Selected excerpt
Content starts

She notes that well-informed patients will probably give their doctors more information about their health history or their symptoms than someone who hasn’t done any digging before an appointment. And they could mention therapies or other treatments that a doctor doesn’t know about.

“Who has a greater investment in the health outcome than you and the people who care about you? So why not harness that?” she said.

To help bring out the cultural shift, the National Coordinator for Health Information Technology is putting together an ambitious outreach campaign to educate consumers and providers about how technology can improve people’s health and streamline the health care delivery system. And they’re shaping policies that they hope will knock down barriers to data-sharing.

Ricciardi, for example, wants to encourage or even require doctors to use text messages, or other electronic messaging tools, to communicate with patients. But right now, she notes, there are major financial hurdles to that.

“A doctor might say, ‘Why do I want to email my patients? I’m not paid for that. I’m only paid if they come and sit in my office for a visit’,” she notes. That creates inefficiencies and costs to the system, because a doctor might require a patient to come in for something that’s easily resolved via email or a phone call.

As health reform ushers in changes to the current payment system, with more emphasis on rewarding outcomes than rewarding volume, that should begin to change, she said, and a text message mandate, at least for patients who want that kind of communication, might seem like a no-brainer.

For now, she and others in her office are focused on more basic targets. One element of the public education campaign will encourage providers to give patients their health care records–and encourage patients to ask for them. The campaign is aimed at clearing up confusion about federal health care privacy protection rules–known as HIPAA for the law that mandated them.

Everyone who has ever been to the doctor has signed a HIPAA form while sitting in the waiting room. And anyone who has tried to use the law to get their health care records knows the bureaucracy it unleashes.

“Many people don’t do it or don’t do it often, because it’s a really lengthy awkward process,” Ricciardi said.

The HIPAA rules were intended to protect a patient’s privacy, so that, for example, a health insurer cannot send a company its employees’ confidential medical records. The law was also intended to make it easier for patients to get their medical information, but Ricciardi said it was implemented in a convoluted way.

As a result, “HIPAA has unfortunately been greatly misunderstood by a lot of people–providers, patients and developers of some of the tools we’re talking about,” she said. Some doctors think they will violate the law if they give patients their own data, which is not true. And some health IT firms fret over whether a cool new gadget they’ve developed will run afoul of privacy rules.

This fall, the federal Health IT office will be unveil an advertising and social media campaign that spells out, to both patients and providers, the benefits of giving patients their own health care records. Digital technology, Ricciardi notes, will make exercising the right to health records easier.

“IN addition, if the marketplace of tools and services that use personal health data continues to grow, there will be more reasons people will want to get access to their health records,” she said. “They can be the source of useful, actionable information.”

That’s just one element of the broader push that Ricciardi and others hope will encourage patients to use technology to be more engaged and proactive in their health care choices, and that will also encourage doctors to use technology to transform their practices.

“I think there’s a general groundswell toward more consumer and patient engagement,” Ricciardi said.

Content ends

Stored data

Content starts

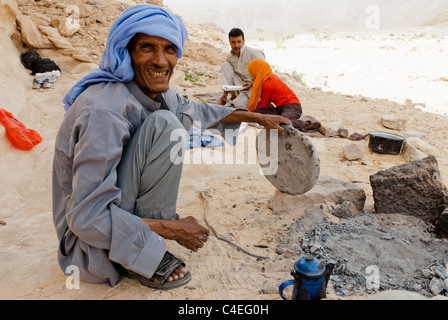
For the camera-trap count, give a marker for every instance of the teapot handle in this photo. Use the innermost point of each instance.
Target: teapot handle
(284, 285)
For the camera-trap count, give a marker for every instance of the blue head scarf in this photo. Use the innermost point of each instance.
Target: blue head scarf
(115, 64)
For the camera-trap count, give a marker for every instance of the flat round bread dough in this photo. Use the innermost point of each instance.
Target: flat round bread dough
(293, 166)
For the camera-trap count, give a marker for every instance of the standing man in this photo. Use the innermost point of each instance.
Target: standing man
(235, 70)
(116, 171)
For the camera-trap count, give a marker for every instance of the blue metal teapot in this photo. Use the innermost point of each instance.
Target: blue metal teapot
(310, 279)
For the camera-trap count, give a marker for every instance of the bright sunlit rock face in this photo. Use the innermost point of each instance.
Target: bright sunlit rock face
(395, 50)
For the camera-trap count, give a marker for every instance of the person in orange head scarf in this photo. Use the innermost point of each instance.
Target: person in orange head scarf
(270, 95)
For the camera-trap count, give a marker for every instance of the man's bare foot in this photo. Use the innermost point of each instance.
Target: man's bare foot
(178, 274)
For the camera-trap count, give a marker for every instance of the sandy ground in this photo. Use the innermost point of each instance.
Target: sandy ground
(238, 196)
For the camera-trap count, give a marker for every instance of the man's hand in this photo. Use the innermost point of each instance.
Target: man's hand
(224, 98)
(187, 232)
(247, 86)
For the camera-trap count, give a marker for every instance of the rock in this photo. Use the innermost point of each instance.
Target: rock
(436, 286)
(85, 10)
(442, 224)
(54, 36)
(353, 152)
(345, 210)
(67, 26)
(327, 189)
(393, 123)
(413, 189)
(417, 149)
(398, 295)
(31, 35)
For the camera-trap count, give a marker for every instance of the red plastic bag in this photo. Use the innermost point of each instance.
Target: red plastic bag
(19, 135)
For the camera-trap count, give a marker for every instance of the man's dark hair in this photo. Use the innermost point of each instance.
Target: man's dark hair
(235, 32)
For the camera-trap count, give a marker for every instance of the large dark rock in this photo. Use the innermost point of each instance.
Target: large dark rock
(412, 189)
(442, 224)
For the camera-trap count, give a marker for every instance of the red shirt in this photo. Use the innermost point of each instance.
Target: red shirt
(275, 90)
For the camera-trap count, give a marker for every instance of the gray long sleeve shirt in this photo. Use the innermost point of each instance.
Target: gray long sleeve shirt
(92, 228)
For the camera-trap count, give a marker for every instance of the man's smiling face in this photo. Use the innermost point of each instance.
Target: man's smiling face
(153, 60)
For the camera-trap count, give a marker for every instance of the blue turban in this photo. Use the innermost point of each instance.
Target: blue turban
(116, 64)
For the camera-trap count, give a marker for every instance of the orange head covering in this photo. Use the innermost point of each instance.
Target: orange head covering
(260, 71)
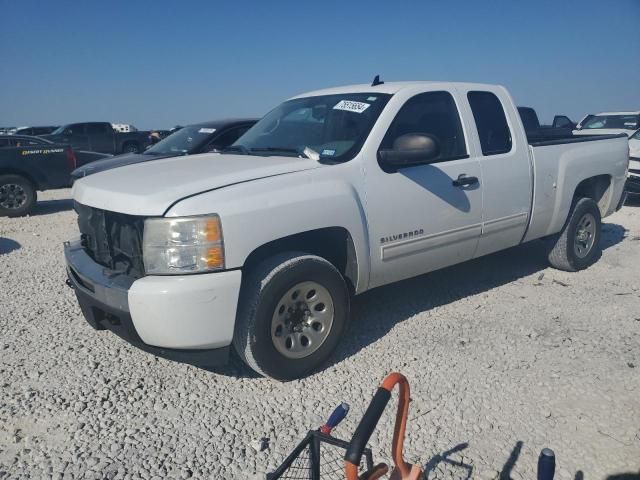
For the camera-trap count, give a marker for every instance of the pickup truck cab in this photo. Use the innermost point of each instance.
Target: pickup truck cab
(99, 137)
(608, 123)
(332, 193)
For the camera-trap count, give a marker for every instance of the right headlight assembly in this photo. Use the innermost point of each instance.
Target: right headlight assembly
(182, 245)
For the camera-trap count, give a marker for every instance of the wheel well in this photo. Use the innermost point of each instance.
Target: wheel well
(332, 243)
(10, 171)
(597, 188)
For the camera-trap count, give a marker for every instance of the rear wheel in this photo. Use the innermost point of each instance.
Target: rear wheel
(578, 245)
(17, 196)
(293, 310)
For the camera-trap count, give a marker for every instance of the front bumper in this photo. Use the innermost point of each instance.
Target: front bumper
(632, 186)
(186, 318)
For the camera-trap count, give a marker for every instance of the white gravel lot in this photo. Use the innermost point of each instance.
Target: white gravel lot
(504, 355)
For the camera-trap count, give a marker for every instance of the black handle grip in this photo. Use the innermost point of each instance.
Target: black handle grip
(367, 425)
(464, 181)
(546, 464)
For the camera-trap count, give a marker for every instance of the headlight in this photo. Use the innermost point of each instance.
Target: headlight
(175, 246)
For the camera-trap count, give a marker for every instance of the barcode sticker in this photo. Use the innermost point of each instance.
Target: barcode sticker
(351, 106)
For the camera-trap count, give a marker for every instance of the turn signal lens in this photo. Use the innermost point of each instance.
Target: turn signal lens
(177, 246)
(212, 230)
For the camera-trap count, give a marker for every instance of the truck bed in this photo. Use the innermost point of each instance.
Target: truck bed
(558, 164)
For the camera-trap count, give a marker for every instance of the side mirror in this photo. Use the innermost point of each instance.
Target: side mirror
(410, 149)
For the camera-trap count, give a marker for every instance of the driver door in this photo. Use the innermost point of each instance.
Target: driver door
(419, 220)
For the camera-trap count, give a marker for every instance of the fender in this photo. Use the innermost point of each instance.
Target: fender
(257, 212)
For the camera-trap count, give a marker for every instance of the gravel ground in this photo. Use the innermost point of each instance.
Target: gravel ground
(504, 355)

Content ends

Directions
**1.** List every group that Ricciardi says has greatly misunderstood HIPAA, according to the health IT article.
**2.** Output the text of the health IT article from "Ricciardi, for example, wants" up to and including "like a no-brainer.".
**3.** Answer these questions from the health IT article, giving each answer on its own line:
(a) According to the quoted doctor, for what is the doctor paid?
(b) What name is given to the federal health care privacy protection rules?
(c) When will the federal Health IT office unveil its advertising and social media campaign?

Answers by item number
**1.**
Providers
Patients
Developers of some of the tools being discussed

**2.**
Ricciardi, for example, wants to encourage or even require doctors to use text messages, or other electronic messaging tools, to communicate with patients. But right now, she notes, there are major financial hurdles to that.

“A doctor might say, ‘Why do I want to email my patients? I’m not paid for that. I’m only paid if they come and sit in my office for a visit’,” she notes. That creates inefficiencies and costs to the system, because a doctor might require a patient to come in for something that’s easily resolved via email or a phone call.

As health reform ushers in changes to the current payment system, with more emphasis on rewarding outcomes than rewarding volume, that should begin to change, she said, and a text message mandate, at least for patients who want that kind of communication, might seem like a no-brainer.

**3.**
(a) Only for patients coming in and sitting in the office for a visit.
(b) HIPAA.
(c) This fall.